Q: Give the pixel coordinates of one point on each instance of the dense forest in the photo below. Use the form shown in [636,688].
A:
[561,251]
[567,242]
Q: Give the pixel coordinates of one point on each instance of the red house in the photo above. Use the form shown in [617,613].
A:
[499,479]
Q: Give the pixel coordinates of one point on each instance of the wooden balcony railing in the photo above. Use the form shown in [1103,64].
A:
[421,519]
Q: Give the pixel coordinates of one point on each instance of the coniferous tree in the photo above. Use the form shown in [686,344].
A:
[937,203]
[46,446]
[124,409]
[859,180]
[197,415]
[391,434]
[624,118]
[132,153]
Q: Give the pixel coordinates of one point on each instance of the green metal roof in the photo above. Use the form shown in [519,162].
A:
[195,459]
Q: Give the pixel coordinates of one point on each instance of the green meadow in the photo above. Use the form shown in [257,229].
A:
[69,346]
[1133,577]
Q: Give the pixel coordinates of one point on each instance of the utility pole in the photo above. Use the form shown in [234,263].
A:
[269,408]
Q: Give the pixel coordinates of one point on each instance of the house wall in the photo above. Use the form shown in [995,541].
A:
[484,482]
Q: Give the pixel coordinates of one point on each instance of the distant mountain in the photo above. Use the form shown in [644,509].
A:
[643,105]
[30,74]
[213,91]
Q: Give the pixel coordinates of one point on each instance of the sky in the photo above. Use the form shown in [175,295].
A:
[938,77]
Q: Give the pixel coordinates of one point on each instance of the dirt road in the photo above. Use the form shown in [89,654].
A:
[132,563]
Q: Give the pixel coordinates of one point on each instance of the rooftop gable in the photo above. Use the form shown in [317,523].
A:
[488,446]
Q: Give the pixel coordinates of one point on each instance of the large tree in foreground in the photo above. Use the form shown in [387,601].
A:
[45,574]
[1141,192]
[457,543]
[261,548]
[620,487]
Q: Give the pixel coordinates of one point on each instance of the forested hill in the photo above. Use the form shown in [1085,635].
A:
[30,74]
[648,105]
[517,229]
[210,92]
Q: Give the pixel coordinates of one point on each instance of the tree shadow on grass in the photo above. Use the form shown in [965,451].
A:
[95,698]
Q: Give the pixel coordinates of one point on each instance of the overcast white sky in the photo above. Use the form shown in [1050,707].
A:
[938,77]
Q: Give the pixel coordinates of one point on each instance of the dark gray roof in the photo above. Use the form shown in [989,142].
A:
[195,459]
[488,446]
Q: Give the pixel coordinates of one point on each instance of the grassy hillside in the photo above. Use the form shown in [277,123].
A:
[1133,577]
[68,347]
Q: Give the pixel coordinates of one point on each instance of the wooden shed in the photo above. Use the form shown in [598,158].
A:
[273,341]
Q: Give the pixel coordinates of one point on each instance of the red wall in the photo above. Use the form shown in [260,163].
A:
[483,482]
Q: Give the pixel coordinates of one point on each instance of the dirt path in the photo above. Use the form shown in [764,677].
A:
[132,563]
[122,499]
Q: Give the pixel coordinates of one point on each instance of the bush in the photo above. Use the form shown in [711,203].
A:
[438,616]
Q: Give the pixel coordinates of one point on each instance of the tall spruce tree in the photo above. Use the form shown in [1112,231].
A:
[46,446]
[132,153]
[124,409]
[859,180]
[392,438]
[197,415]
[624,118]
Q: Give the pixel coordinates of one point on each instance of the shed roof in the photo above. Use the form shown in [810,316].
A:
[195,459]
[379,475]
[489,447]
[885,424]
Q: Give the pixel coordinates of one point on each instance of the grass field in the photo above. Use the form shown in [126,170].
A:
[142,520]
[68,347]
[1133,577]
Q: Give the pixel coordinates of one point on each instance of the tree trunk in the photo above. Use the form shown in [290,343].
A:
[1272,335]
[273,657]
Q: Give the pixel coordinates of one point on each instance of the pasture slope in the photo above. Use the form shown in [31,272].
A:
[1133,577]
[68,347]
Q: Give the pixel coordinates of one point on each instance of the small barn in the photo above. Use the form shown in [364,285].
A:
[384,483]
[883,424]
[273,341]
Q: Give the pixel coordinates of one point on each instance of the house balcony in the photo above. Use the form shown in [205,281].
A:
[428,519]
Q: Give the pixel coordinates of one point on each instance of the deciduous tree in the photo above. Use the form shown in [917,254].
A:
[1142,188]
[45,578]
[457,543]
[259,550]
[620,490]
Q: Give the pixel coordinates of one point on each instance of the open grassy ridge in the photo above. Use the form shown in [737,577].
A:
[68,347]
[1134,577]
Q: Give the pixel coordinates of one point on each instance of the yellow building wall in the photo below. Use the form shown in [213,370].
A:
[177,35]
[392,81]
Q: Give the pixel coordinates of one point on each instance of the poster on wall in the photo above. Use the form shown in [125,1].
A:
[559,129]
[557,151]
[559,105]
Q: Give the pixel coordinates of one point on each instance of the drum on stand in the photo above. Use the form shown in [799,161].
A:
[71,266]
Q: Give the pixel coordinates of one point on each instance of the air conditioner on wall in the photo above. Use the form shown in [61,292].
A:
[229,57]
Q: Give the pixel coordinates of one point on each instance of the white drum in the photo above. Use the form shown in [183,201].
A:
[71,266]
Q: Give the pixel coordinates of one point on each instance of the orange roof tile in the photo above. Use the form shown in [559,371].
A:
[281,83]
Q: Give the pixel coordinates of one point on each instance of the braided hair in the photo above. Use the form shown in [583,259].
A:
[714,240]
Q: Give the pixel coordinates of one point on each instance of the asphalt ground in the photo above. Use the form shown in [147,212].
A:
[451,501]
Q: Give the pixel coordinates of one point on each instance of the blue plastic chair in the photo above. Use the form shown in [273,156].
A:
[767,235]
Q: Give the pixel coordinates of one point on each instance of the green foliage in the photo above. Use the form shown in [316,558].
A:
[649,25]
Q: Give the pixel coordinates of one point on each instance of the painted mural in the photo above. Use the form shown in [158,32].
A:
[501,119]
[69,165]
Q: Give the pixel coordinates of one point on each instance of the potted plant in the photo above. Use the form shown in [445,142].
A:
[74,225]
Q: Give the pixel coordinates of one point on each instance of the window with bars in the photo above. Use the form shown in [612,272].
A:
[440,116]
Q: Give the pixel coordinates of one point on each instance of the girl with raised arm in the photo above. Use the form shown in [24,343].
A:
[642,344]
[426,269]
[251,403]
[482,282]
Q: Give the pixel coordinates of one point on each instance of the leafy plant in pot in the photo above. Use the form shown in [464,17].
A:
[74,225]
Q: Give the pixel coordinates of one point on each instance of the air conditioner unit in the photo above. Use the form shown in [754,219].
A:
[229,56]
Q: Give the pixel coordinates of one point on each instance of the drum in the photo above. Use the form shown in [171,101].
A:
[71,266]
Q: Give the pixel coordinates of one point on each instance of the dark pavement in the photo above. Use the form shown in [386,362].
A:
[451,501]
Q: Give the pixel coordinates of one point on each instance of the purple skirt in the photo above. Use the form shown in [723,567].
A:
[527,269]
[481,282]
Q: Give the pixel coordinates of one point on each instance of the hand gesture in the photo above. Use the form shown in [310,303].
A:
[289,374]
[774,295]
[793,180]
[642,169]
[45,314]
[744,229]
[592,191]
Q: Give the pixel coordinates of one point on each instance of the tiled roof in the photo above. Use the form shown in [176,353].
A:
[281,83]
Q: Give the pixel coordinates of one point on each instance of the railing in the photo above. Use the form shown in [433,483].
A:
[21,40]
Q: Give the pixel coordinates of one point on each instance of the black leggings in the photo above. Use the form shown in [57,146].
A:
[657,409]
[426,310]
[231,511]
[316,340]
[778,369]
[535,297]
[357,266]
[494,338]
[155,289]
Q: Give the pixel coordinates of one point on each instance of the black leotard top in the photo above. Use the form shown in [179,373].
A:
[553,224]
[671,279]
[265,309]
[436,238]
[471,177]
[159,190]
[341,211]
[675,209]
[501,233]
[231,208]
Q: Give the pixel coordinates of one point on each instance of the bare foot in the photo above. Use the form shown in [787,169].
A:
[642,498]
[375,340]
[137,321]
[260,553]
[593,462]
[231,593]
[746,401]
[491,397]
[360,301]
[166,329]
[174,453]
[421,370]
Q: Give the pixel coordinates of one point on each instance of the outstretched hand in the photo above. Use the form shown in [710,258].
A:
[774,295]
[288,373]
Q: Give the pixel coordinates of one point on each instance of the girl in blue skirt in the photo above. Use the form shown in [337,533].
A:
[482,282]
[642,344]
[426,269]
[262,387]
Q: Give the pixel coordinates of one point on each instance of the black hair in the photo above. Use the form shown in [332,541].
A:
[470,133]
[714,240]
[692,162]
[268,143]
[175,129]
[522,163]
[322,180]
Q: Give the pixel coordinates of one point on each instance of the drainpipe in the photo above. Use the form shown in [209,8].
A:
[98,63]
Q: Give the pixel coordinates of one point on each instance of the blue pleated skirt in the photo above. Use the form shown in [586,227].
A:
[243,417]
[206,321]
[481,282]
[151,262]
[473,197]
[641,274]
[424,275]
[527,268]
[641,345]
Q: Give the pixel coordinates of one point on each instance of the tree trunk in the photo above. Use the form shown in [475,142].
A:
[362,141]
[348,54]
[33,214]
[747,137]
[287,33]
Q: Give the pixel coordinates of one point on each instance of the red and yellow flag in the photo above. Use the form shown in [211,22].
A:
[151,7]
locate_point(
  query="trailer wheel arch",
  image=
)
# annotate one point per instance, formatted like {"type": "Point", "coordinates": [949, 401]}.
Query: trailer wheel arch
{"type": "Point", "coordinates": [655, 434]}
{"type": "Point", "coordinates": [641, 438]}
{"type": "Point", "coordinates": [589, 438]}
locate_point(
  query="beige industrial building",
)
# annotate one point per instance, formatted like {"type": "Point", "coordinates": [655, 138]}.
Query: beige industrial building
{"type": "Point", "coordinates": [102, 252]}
= = = =
### WHAT YOU ARE ASKED TO DO
Scan the lines above for the word "girl" and copy every one where it occurs.

### REPLY TO THE TASK
Q: Give the pixel coordinates of one point on each instance of the girl with raised arm in the photo above. Use the form shown in [24,343].
Q: Give the pixel coordinates of one point on each instance of the girl in blue skirt in the photo above. Use the form shown in [337,533].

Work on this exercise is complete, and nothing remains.